[Pointing dataset excerpts]
▬▬▬▬▬▬▬▬▬▬

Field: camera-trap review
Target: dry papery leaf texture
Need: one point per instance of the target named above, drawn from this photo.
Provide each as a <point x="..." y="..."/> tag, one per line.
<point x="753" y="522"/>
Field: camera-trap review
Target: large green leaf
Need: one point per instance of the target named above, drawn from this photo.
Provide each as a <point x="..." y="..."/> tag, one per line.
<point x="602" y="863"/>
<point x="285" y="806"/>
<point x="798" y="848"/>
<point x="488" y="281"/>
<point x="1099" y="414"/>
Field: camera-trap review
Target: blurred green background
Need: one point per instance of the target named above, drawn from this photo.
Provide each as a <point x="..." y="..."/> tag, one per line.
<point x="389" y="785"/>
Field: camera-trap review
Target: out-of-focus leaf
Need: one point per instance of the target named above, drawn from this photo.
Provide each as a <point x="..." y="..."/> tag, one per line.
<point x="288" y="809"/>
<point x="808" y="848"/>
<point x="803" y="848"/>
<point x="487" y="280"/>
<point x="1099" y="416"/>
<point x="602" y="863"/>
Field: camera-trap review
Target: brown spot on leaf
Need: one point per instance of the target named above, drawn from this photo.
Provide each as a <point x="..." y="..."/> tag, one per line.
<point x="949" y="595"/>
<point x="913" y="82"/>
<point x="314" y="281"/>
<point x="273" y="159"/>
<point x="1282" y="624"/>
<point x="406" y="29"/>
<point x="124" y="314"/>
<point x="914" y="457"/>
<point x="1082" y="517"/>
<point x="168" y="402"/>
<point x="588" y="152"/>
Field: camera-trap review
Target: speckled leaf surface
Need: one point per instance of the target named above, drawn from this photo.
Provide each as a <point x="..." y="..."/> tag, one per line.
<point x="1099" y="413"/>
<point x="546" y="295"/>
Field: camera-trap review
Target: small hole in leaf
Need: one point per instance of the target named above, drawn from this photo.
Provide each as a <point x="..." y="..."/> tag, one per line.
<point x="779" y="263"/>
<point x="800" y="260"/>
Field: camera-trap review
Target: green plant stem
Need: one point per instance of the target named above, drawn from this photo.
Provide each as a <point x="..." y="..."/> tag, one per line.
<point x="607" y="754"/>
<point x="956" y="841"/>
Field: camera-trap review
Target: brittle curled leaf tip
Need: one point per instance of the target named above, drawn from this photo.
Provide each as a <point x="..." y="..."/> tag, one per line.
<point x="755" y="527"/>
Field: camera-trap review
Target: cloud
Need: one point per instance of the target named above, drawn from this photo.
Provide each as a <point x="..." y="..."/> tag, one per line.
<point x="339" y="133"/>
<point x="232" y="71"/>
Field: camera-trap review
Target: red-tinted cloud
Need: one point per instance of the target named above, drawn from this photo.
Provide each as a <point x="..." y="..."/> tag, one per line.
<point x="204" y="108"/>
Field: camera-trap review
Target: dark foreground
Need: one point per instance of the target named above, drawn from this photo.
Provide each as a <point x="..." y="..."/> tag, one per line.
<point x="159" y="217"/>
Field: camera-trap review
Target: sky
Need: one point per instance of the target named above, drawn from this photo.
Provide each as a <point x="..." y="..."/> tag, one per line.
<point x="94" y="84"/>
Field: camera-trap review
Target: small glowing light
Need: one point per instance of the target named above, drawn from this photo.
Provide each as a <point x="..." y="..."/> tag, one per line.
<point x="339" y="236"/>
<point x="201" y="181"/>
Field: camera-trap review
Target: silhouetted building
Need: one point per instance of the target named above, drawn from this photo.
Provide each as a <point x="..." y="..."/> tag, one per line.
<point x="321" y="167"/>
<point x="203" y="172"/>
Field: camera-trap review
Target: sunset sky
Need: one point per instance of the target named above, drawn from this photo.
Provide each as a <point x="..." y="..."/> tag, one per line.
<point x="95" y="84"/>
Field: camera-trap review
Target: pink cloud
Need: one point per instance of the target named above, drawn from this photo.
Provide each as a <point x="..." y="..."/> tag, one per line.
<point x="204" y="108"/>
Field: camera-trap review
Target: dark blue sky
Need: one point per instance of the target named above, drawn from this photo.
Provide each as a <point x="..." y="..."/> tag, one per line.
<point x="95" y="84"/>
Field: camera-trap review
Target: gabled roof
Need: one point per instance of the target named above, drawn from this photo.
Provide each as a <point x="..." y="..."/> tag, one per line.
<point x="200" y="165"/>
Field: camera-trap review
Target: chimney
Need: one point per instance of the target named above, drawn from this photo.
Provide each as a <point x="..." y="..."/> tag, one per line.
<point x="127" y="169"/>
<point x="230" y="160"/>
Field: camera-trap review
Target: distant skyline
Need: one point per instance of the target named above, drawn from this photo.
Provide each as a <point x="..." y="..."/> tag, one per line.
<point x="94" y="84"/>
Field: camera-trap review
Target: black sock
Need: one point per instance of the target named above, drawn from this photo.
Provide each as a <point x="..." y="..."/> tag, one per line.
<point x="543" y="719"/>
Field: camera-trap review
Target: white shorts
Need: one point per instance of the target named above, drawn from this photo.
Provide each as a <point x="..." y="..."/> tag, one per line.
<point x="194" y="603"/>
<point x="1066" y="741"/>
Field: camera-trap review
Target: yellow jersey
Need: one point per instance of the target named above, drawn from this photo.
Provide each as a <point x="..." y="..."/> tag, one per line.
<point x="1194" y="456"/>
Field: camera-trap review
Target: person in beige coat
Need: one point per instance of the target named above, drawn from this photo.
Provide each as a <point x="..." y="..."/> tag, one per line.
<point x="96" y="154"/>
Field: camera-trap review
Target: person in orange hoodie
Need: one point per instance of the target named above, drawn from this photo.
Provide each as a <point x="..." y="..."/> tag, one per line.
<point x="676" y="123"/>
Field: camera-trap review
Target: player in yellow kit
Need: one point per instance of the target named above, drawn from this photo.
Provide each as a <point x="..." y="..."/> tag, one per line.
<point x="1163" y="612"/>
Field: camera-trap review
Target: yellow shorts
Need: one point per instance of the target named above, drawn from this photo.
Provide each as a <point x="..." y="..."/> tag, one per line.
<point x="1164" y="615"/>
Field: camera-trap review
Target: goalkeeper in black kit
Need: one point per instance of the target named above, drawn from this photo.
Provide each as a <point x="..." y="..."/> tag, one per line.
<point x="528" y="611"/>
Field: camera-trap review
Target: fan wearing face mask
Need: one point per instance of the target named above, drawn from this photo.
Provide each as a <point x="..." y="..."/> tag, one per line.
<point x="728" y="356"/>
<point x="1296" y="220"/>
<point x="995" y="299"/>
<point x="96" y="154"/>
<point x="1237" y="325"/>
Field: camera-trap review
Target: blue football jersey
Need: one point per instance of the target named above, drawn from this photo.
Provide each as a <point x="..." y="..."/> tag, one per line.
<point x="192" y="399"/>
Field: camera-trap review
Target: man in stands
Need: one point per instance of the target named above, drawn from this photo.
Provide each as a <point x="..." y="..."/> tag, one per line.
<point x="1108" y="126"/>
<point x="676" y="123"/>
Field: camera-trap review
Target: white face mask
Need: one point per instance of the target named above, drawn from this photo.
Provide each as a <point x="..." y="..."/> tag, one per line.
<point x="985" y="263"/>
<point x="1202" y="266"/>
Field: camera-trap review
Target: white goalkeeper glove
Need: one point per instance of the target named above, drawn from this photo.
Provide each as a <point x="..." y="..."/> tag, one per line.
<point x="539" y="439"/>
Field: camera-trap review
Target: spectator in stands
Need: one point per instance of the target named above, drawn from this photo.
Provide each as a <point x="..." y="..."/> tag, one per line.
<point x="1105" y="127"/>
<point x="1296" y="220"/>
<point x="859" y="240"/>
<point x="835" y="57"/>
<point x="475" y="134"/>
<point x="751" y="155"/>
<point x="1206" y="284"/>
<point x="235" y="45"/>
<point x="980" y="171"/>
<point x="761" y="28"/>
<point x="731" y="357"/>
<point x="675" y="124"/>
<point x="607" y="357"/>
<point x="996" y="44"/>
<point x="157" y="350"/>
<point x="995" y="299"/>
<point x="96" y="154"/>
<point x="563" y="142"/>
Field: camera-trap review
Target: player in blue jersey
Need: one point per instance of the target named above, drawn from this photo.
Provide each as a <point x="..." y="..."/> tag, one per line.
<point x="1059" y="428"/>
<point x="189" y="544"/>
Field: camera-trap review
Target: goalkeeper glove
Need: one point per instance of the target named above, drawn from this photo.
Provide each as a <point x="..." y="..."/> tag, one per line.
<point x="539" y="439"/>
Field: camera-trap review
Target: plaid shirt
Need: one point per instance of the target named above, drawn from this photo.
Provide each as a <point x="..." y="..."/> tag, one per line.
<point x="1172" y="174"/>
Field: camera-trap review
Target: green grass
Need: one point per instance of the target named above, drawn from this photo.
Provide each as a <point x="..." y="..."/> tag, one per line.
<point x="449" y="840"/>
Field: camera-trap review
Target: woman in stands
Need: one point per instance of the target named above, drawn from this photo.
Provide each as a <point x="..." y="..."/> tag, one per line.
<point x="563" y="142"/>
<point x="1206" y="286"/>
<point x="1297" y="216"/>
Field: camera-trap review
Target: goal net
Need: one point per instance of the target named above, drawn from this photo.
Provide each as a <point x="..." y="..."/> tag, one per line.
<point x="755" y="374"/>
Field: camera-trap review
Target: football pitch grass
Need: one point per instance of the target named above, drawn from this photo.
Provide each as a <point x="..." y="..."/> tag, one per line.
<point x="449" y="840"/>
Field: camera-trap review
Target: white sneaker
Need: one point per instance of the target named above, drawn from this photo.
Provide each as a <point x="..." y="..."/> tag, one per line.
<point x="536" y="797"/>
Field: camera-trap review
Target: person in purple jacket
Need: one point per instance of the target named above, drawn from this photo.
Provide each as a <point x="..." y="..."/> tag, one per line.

▬▬▬▬▬▬▬▬▬▬

- _Given exercise_
Which lines in the rows above contain the word "blue"? Identify each one and copy it out in full, treating case as significant.

- _Output for this task_
Target: dark blue sky
Target: blue football jersey
Target: player in blue jersey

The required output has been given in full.